Work instruction: Copy the data precisely, keeping every character.

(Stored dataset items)
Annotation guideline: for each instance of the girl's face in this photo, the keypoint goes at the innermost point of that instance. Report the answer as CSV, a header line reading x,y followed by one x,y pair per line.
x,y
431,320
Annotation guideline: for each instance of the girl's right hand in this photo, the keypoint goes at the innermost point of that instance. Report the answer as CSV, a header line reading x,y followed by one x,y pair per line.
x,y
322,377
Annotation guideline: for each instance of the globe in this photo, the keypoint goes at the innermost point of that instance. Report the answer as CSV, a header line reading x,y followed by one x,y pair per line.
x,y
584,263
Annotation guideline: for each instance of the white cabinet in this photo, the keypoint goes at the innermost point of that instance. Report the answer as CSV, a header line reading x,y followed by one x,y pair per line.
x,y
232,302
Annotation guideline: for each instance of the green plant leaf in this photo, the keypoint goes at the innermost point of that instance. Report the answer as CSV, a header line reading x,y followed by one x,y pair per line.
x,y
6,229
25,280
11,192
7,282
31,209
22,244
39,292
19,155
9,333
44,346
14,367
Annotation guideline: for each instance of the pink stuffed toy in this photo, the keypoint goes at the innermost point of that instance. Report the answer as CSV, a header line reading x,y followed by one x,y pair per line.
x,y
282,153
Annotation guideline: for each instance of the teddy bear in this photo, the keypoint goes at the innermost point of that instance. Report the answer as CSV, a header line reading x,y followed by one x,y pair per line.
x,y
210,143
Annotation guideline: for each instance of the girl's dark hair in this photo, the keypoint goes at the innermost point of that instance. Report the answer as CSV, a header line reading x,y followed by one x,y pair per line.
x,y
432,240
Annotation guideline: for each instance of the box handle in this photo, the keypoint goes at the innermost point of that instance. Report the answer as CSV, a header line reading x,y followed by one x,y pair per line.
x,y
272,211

Task answer:
Annotation guideline: for each instance of the girl's face in this photo, the keypoint goes at the innermost point of that instance. Report the answer as CSV, a header line reading x,y followed by one x,y pair per line.
x,y
431,320
Annotation guideline: for each instance of the girl's right hand in this photo, the keypoint goes at the innermost point of that instance. Report the answer as CSV, a header line reading x,y followed by one x,y pair per line.
x,y
322,377
Annotation guideline: for each instance of the globe in this photo, the keypoint goes at the innermost point of that instance. Report the answer as CSV, a header line reading x,y followed by one x,y pair per line.
x,y
584,263
Annotation guideline: for each instance of the white cabinet in this photo, the keypoint goes at the innermost point of that instance. Report the answer as CSV, a header line reading x,y followed by one x,y pair per line.
x,y
232,302
Annotation guideline: for each instance of the green plant leaf in this photo, the keypoint goes at the innermost point of that instance. Report the answer as CSV, a header line reading x,y followed by one x,y pair per line.
x,y
6,229
25,280
11,192
7,282
31,209
22,244
39,292
19,155
9,333
44,346
14,367
Annotation guideline: for each instance of the pink stuffed toy in this photo, the keypoint goes at the innermost point of that instance. Report the answer as CSV, a header line reading x,y followed by one x,y pair per line.
x,y
282,153
Annotation guideline: for each instance of the teddy bear in this photo, the keypoint goes at the innermost point of that instance. Report the answer as CSV, a header line reading x,y followed by one x,y pair per line.
x,y
210,143
Annotation guideline: for each instance of the girl's dark hair in this photo, the keypoint goes at the innermost point of that instance. Report the answer as CSV, a header line reading x,y followed by one x,y pair per line.
x,y
432,240
Annotation guideline: for each instance of the box handle in this photo, the keypoint goes at the innermost point of that instance. Report the answer as CSV, a header line reading x,y followed by one x,y pair per line.
x,y
272,211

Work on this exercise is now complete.